* Task to carry out: Write each line exactly as it stands, from the line containing "det: clear blue sky" through the end of the data.

* Source information:

--------

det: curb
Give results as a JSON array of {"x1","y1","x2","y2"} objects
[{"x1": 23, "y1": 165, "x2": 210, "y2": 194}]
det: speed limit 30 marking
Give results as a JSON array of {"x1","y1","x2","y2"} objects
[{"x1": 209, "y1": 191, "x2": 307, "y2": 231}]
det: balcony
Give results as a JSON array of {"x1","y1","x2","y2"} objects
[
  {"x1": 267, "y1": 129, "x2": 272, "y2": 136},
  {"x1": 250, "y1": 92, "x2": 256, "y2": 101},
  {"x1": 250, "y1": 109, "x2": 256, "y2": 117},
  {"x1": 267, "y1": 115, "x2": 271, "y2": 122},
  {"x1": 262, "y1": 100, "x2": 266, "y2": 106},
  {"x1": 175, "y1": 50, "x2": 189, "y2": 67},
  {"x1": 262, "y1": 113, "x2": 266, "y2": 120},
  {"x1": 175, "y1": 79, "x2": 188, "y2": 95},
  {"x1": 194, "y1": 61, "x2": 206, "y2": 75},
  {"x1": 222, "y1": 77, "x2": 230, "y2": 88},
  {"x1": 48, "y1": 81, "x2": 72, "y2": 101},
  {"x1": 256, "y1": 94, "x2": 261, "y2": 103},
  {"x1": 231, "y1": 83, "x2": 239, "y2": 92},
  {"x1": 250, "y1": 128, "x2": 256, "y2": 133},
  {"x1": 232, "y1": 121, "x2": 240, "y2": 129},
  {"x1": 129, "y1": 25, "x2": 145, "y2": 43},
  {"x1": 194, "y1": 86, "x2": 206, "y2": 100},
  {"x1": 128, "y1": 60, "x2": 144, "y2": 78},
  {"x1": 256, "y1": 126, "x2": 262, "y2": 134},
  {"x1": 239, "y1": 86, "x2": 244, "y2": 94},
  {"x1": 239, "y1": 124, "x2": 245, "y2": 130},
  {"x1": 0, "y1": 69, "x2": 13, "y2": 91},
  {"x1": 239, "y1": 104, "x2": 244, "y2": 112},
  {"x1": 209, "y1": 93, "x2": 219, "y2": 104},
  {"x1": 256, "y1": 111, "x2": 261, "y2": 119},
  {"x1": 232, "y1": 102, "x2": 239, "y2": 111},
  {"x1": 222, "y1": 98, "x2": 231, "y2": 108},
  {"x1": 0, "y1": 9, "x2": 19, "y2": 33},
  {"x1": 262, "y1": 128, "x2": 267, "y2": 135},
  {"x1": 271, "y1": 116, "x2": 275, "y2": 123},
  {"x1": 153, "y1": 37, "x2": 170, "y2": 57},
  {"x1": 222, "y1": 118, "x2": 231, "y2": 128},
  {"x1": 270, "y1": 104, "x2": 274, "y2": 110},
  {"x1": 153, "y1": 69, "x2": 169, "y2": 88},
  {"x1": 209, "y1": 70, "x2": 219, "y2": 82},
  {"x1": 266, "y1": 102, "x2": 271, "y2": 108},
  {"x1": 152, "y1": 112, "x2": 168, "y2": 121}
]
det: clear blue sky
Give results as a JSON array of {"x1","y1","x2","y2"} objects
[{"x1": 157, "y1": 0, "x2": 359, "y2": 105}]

--------

* Result of the exercise:
det: clear blue sky
Give results as a JSON array of {"x1","y1","x2","y2"} objects
[{"x1": 157, "y1": 0, "x2": 359, "y2": 105}]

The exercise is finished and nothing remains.